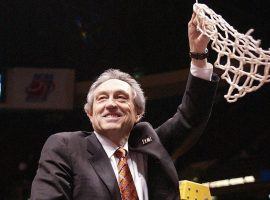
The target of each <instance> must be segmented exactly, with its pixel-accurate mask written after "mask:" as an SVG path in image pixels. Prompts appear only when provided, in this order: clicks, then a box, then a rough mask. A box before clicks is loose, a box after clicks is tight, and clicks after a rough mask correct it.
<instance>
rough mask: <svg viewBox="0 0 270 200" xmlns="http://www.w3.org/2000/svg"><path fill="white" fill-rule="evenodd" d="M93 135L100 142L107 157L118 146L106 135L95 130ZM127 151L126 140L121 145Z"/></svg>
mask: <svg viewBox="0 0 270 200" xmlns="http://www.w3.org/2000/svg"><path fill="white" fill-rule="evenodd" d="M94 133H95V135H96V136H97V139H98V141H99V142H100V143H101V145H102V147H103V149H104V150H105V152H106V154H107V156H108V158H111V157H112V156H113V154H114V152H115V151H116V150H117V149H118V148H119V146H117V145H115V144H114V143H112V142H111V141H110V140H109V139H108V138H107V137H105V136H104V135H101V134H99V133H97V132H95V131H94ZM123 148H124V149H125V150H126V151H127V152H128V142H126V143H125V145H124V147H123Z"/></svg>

---

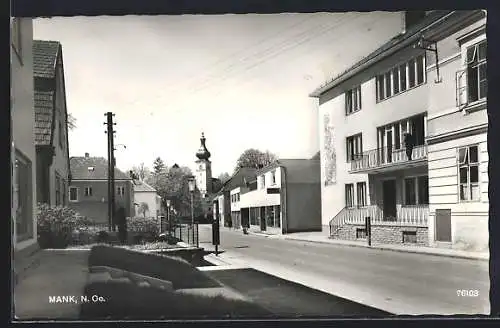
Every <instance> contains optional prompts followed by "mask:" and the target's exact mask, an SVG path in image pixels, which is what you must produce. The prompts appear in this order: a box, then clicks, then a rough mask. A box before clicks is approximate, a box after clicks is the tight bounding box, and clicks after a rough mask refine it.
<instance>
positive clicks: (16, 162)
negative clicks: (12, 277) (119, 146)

--

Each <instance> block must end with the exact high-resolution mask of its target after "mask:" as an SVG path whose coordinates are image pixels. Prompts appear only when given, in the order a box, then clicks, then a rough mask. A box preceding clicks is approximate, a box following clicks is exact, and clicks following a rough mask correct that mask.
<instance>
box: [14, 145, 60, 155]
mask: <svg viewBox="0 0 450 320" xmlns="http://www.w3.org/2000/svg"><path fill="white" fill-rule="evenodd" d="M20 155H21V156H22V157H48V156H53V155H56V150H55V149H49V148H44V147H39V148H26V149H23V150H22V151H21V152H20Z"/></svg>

§ Goal of the exercise: The answer consists of every line above in which the word "order" occurs.

§ Your response:
The target of each <instance> must be segmented exactly, with its pixel-accurate mask written after "mask:" as an SVG path in image pixels. Prompts appear only when provided, in this order: clicks, then a box, then a rough mask. A box before clicks is loose, a box after clicks is tight, and clicks after a rough mask correct it.
Every <instance> contains optional prompts followed by "mask:" and the target's exact mask, an SVG path in image pixels, which is what you must produce. The prompts appear in this order: a box, then clicks, then a rough mask. A box before clicks is approximate, a box after clicks is the tight bounding box, and clicks after a rough mask refine it.
Each <instance> block must end with the exact high-resolution mask of its target after "mask:" as an SVG path whose coordinates are image pixels. Prompts appear only when given, in the order a box, then clicks, then a rough mask. A box preceding clicks is approximate, a box following clicks is exact, and clicks following a rough mask correct that mask.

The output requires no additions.